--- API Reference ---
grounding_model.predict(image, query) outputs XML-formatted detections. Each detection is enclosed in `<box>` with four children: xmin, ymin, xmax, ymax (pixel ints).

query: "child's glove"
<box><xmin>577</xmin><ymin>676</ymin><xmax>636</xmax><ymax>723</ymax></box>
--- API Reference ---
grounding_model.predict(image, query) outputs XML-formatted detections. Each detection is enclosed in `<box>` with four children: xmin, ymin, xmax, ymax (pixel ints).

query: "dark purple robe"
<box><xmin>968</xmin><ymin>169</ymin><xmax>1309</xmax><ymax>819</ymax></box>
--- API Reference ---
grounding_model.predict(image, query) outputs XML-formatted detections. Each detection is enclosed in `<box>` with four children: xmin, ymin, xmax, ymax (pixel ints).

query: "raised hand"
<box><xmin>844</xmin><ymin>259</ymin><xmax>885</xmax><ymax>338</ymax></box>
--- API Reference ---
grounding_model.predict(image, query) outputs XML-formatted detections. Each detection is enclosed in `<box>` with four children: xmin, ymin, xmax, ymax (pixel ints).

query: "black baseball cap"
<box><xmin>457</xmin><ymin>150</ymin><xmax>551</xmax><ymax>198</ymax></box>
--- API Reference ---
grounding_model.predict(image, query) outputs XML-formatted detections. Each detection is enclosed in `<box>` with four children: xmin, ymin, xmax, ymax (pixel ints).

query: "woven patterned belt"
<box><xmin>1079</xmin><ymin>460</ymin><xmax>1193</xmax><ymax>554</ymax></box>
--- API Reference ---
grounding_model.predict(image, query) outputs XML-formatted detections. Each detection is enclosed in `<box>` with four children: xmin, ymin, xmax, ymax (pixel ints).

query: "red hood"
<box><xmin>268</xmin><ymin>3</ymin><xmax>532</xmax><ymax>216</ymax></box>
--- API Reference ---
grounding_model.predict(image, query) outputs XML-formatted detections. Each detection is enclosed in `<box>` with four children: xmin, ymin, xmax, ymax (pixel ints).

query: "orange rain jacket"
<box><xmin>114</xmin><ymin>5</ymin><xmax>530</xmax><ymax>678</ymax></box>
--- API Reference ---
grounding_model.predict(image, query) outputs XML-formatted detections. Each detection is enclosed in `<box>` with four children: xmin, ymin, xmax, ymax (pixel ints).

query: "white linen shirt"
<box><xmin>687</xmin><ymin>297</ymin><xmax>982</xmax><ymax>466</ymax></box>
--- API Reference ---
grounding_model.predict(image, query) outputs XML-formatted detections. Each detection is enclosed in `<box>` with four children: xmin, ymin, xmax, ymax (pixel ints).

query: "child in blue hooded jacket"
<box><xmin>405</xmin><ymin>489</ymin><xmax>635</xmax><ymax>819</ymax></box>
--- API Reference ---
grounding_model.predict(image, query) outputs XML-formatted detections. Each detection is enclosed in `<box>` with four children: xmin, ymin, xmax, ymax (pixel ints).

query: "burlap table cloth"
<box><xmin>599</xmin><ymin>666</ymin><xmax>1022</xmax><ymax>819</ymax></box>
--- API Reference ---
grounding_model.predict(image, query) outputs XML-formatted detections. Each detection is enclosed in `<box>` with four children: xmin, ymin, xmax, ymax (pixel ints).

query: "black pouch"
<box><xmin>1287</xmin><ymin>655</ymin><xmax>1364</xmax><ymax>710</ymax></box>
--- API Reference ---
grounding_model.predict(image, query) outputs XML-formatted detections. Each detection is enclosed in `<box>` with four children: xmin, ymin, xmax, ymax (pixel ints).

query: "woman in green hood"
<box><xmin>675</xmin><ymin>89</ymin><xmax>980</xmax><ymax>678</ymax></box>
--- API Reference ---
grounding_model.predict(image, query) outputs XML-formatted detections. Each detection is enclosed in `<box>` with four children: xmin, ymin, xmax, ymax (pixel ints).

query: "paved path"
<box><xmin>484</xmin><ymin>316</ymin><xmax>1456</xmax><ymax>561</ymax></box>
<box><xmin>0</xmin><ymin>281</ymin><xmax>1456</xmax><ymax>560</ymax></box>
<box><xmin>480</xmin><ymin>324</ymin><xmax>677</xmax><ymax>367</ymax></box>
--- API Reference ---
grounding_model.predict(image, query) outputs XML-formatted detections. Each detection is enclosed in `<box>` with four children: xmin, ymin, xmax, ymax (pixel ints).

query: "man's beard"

---+---

Locate each line in the material above that contains the word "black", and copy all of those lines.

query: "black baseball cap"
query: "black pouch"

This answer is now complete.